• [CONJUNTO DE TAREFAS]:
A) Transcreva, do relato sobre o encontro de Quito, o trecho que vai de "Hoje estamos começando" até "e suas belezas.", inclusive.
B) Responda às perguntas abaixo com base no relato sobre o encontro de Quito.
(i) Quantos participantes havia, aproximadamente, no encontro?
(ii) Por que a delegação francesa era tão numerosa?
(iii) Em que país nasceu a Associação Mundial de Populações de Montanhas?
C) Dê continuidade ao relato sobre o encontro de Quito a partir do ponto em que ele termina.

Relatos do "II Encontro de
Populações de Montanhas do
Mundo"
Quito, Ecuador,
outubro/2002
Relatos enviados ao Fórum Montanhas
Brasil,
escritos por Isabel de Andrade Pinto, desde Quito
Olá Pessoal!
Hoje estamos começando o terceiro
dia do encontro aqui em Quito e só agora me vem as palavras para
descrever-lhes como ocorrem as coisas aqui:
Somos em torno de
450 participantes de todos os continentes... as presenças mais
marcantes são as dos indígenas de América latina e povos das
montanhas asiáticas... a delegação francesa também é enorme, pois o
encontro é organizado por eles. Nos primeiros momentos do encontro
houve muitos discursos, palavras... apresentações das delegações,
seus problemas (sempre muito similares aos que existem nas montanhas
brasileiras) e suas belezas.
Por trás das palavras, uma
tensão latente entre os povos de montanha latinos, africanos e
asiáticos e os montanheses europeus (norte américa nem de leve
passou por aqui). O questionamento da globalização como uma nova
roupa para a tradição colonizadora e a
reafirmação da tradição
milenar e identidade dos povos das montanhas.
Ontem a noite,
no pequeno jantar ao ar livre apos as atividades do dia, os
bolivianos começaram a tocar e dançar... a eles logo nos juntamos os
brasileiros, italianos, equatorianos, colombianos... mais um
pouquinho e se aproximaram os indianos com um tamborzinho e em pouco
tempo o jardim se havia transformado em um lugar de magia e energia,
todas as danças, todas as línguas... palmas, mãos e pés.
Para
mim, o encontro começou naquele momento com a certeza de que não
importa raça, cultura, país... somos todos gente, é aí donde nos
reconhecemos, fortalecemos e crescemos.
São esses momentos de
encontro, como é o nosso encontro brasileiro, que me fazem acreditar
num mundo melhor, mais solidário e mais humano.
Um grande
abraço,
Isabel
* O Encontro e as gentes
*
Irmãos das Montanhas,
Depois de dias intensos
no Equador... aproveito o momento para contar-lhes um pouco mais
sobre o encontro de Quito:
O "2º Encontro Mundial de
Populações de Montanhas" foi organizado pela Associação Mundial de
Populações de Montanhas (APMM) que nasceu na França, no ano passado,
onde se realizou o "Primeiro Encontro Mundial de Populações de
Montanhas". A APMM nasceu com o objetivo de ressaltar, na
execução do capítulo XIII da Agenda 21, a importância das pessoas
que vivem nas montanhas para a conservação desses
ecossistemas. Ou seja, considera que as montanhas são mais que
ecossistemas frágeis, são lugares onde vive gente.

• [DADOS FORNECIDOS]:
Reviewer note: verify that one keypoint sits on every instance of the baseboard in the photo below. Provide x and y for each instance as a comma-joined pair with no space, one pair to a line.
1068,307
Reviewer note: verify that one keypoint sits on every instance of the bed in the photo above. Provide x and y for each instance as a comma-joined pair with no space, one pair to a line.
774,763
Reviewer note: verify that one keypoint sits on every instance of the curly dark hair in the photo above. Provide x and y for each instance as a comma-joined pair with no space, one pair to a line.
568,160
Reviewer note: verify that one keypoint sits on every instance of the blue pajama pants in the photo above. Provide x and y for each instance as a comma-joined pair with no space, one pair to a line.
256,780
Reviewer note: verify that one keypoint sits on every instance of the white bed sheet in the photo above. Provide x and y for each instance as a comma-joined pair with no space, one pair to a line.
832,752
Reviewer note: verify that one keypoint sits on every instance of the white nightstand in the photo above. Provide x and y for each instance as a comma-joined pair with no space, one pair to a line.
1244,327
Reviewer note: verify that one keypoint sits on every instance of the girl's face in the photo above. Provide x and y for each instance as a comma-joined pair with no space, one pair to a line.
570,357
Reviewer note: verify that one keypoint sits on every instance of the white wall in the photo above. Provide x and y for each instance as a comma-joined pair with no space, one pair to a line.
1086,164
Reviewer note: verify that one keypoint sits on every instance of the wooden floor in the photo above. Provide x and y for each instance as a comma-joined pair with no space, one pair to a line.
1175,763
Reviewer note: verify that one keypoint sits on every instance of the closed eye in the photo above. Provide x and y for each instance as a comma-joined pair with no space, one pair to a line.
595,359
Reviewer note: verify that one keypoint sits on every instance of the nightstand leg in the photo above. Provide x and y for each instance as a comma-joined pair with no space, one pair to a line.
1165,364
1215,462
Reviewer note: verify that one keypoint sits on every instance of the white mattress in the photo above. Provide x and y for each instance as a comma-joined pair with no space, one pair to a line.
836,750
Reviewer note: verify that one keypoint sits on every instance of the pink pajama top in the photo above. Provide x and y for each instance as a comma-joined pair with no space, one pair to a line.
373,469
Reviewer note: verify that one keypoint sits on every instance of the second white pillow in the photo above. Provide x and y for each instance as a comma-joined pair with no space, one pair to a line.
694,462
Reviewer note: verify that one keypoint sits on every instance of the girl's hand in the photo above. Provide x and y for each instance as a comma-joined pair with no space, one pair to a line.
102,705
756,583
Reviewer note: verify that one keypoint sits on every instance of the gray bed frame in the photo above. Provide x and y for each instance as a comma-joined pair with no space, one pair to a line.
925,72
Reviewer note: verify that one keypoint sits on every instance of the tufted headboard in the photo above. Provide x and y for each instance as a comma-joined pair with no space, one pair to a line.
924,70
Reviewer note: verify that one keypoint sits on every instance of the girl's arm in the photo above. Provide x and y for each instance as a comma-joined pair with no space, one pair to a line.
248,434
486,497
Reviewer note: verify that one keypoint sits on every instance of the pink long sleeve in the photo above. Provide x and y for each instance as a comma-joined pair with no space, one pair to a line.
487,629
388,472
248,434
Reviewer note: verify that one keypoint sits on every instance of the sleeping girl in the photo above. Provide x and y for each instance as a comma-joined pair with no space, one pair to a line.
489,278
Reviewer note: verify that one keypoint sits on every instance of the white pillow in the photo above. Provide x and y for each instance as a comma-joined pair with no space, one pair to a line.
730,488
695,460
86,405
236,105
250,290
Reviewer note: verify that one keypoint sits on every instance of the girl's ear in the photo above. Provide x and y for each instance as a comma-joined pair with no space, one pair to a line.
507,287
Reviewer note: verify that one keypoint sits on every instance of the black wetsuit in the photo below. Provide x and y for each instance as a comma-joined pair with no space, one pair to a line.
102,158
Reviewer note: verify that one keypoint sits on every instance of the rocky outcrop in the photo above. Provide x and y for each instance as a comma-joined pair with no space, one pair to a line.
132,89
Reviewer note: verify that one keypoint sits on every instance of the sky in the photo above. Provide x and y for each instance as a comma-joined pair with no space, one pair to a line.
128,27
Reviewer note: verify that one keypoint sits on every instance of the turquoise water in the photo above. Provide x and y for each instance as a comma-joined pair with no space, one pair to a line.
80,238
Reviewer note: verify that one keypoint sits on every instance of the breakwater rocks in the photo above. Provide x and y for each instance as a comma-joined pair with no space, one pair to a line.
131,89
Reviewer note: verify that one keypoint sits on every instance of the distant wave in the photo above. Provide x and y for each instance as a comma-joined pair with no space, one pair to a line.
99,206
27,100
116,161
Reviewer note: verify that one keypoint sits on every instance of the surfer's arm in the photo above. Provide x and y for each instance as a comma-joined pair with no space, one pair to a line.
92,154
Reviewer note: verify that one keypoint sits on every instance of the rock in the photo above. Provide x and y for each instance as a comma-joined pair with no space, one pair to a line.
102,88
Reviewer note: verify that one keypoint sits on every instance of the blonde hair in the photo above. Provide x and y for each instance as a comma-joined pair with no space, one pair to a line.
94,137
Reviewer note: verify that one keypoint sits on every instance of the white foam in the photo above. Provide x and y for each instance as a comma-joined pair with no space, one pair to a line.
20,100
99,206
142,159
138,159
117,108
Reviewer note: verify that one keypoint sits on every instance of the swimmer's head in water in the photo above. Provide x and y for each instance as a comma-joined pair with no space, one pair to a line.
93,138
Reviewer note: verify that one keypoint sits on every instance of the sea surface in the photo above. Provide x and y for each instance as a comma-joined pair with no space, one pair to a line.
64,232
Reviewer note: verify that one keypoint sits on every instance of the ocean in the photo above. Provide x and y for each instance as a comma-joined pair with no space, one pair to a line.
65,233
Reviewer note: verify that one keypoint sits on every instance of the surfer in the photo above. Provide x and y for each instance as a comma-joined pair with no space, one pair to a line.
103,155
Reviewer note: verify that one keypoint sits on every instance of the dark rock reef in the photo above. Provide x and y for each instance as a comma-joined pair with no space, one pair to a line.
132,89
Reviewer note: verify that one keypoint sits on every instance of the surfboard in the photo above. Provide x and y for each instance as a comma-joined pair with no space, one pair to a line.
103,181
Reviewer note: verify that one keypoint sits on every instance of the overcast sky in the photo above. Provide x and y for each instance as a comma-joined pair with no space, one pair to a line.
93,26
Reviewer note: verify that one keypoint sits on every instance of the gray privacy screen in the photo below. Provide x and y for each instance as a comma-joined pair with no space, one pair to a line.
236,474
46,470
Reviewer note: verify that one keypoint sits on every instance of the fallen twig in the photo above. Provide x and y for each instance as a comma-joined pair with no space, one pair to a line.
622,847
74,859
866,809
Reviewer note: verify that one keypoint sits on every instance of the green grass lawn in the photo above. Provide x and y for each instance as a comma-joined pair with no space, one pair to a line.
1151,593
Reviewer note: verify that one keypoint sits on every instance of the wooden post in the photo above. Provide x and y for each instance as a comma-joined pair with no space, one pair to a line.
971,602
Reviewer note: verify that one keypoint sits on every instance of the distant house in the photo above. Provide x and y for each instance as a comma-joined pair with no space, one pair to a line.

• [CONJUNTO DE RESPOSTAS]:
A)
Hoje estamos começando o terceiro
dia do encontro aqui em Quito e só agora me vem as palavras para
descrever-lhes como ocorrem as coisas aqui:
Somos em torno de
450 participantes de todos os continentes... as presenças mais
marcantes são as dos indígenas de América latina e povos das
montanhas asiáticas... a delegação francesa também é enorme, pois o
encontro é organizado por eles. Nos primeiros momentos do encontro
houve muitos discursos, palavras... apresentações das delegações,
seus problemas (sempre muito similares aos que existem nas montanhas
brasileiras) e suas belezas.

B)
(i) Cerca de 450 participantes.
(ii) Porque o encontro era organizado pelos franceses.
(iii) Na França.

C)
O Encontro
em Quito tinha a função de legitimar a APMM tornando-a cada vez mais
inclusiva com relação aos povos de montanha. Os organizadores
do encontro tiveram muito trabalho para reunir tanta gente... e,
para mim, aí estava um pequeno espelho do mundo e do grande desafio
que é conseguir um diálogo universal.
Fiquei muito
impressionada com a força e organização dos indígenas
latino-americanos. A delegação Boliviana distribuiu folhas de
coca na plenária... explicando: "Se mazca en momentos especiales,
espirituales o para facilitar la comunicación entre las
personas. Momentos como ese."
Me impressionaram também
as dificuldades pelas quais passa esse lindo povo: as delegadas
bolivianas ressaltaram os problemas de falta de água "nos dicen
sucias a las índias pero la verdad es que no tenemos água para
bañarnos". Os indígenas da bolívia lutam pela posse e direito de
gestão do "Qullasuyu", território original de seus antepassados...
hoje também chamado Bolívia.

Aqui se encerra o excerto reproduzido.